§ Aim of the task
Write out the blog post about not being able to study word for word, from "so does the" to "your specific situation?".

----- Text

Tuesday, June 14, 2005

I Can't Study

Well, perhaps more truthfully I don't study. I did yesterday, but today I have done NOTHING. I just cannot bring myself to work.

The problem is, I am not panicked. I have no panic. None. I feel calm. I don't feel worried. It's like some kind of weird dream.

I will probably fail.

But, I just have no panic.

Because, I know I wont fail.

That is the problem.

And I am TIRED.

And there are so many interesting and fun things to do with my time.

Like this. And visiting Shannon and Amy at Opawa, and going to the Art Gallery, and setting up still more blogs. And emailing.

And thinking about artworks I could do, and poems I could write, and songs I could sing.

And planning trips to Kaikoura.

And going flatting.

I need to PUSH THE PANIC BUTTON! But, it has disappeared.

Sheebers.

3 comments:

hg said...

quote:
"I will probably fail."
"Because, I know I wont fail."

what? hows that work? is it like saying "im not likely to win the lotto, but i do have the winning ticket, so i am going to"?

so does the first quote refer to the failing potential before any other factors (as in talent/study time) but the second directly to your and your specific situation?

Anonymous said...

I SOOOO remember!

----------
----- Extracted entries

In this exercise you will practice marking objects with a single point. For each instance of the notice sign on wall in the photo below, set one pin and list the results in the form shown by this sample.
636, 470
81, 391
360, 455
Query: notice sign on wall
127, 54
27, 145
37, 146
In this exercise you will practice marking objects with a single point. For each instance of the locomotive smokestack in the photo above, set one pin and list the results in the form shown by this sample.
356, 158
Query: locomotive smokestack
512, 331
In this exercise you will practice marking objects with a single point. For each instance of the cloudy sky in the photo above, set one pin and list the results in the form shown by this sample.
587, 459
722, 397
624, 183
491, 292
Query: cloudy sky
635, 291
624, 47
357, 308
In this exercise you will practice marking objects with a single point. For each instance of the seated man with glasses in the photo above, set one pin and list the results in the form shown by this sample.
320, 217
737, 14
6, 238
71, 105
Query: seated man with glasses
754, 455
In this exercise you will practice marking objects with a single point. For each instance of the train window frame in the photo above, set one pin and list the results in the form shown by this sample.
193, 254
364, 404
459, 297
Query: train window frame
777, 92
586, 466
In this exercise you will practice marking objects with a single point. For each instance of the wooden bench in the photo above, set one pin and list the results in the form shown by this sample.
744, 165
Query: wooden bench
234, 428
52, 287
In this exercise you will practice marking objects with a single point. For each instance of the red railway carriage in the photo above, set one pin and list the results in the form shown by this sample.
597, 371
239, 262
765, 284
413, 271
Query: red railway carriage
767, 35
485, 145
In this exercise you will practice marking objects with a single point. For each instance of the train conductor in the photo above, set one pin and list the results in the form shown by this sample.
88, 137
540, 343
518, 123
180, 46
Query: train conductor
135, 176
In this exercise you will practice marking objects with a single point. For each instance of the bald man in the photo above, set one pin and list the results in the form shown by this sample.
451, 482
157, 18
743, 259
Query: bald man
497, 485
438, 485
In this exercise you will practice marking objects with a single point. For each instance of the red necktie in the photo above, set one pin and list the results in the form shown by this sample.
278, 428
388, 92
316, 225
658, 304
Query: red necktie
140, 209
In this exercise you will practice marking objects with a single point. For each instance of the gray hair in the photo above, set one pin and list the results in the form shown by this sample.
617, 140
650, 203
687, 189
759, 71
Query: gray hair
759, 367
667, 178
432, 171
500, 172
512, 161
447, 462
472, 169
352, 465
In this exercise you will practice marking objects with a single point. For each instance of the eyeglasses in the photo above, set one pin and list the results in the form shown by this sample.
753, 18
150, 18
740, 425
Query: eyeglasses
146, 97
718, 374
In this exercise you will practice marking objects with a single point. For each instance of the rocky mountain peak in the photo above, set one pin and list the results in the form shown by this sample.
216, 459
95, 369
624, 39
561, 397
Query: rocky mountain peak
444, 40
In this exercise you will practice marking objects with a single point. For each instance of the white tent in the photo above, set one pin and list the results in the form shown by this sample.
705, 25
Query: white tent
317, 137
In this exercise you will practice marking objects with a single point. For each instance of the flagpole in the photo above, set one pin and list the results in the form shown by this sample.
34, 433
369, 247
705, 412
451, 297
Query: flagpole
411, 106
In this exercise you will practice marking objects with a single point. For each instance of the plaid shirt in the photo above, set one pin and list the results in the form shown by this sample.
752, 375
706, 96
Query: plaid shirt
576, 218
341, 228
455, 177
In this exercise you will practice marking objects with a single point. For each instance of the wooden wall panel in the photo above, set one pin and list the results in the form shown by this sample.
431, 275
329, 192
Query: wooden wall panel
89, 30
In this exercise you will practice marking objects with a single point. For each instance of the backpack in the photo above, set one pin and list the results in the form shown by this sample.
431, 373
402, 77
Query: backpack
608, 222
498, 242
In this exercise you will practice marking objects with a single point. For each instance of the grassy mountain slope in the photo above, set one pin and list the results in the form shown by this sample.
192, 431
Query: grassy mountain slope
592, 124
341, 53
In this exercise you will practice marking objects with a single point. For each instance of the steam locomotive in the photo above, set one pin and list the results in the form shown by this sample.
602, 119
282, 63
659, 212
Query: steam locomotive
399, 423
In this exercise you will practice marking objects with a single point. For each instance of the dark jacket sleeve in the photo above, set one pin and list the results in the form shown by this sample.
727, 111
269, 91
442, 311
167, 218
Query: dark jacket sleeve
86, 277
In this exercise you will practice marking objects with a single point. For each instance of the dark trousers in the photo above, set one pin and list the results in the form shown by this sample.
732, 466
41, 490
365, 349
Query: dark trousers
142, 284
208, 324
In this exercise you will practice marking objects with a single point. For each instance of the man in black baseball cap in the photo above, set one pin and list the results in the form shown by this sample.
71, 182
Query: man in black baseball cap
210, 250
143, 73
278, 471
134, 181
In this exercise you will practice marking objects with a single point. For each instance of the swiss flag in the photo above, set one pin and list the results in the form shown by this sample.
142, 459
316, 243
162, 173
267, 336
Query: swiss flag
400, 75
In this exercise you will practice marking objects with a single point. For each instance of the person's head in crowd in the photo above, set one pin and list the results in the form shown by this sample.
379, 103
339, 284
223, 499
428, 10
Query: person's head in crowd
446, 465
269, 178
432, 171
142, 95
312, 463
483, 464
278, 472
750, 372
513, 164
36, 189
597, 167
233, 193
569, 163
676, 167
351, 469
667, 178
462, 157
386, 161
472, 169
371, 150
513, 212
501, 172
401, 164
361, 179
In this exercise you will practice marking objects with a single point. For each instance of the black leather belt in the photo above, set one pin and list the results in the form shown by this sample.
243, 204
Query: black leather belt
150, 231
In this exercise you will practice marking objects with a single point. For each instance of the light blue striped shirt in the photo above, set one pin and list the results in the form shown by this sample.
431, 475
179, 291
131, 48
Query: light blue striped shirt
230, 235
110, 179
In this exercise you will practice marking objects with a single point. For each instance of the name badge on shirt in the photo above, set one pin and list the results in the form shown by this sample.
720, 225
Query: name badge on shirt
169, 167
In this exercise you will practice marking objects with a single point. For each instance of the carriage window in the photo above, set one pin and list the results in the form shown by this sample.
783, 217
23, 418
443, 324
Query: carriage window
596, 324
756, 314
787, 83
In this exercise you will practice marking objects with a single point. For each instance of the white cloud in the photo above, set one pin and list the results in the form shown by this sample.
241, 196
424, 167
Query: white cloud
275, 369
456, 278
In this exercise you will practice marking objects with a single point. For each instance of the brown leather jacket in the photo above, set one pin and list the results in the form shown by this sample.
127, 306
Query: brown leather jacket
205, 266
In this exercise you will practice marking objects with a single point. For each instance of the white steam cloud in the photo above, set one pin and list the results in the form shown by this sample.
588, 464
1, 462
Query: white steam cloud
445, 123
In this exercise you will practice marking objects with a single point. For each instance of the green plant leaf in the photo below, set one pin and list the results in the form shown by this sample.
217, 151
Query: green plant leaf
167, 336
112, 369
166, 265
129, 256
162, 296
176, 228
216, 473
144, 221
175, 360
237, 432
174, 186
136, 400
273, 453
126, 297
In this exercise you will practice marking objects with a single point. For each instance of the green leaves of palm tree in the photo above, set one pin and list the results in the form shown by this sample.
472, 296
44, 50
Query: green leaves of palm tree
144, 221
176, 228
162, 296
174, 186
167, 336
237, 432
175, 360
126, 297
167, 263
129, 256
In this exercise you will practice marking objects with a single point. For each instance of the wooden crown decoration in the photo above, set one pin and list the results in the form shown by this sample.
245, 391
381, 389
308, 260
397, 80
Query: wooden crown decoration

----------

§ Answer to this problem
so does the first quote refer to the failing potential before any other factors (as in talent/study time) but the second directly to your and your specific situation?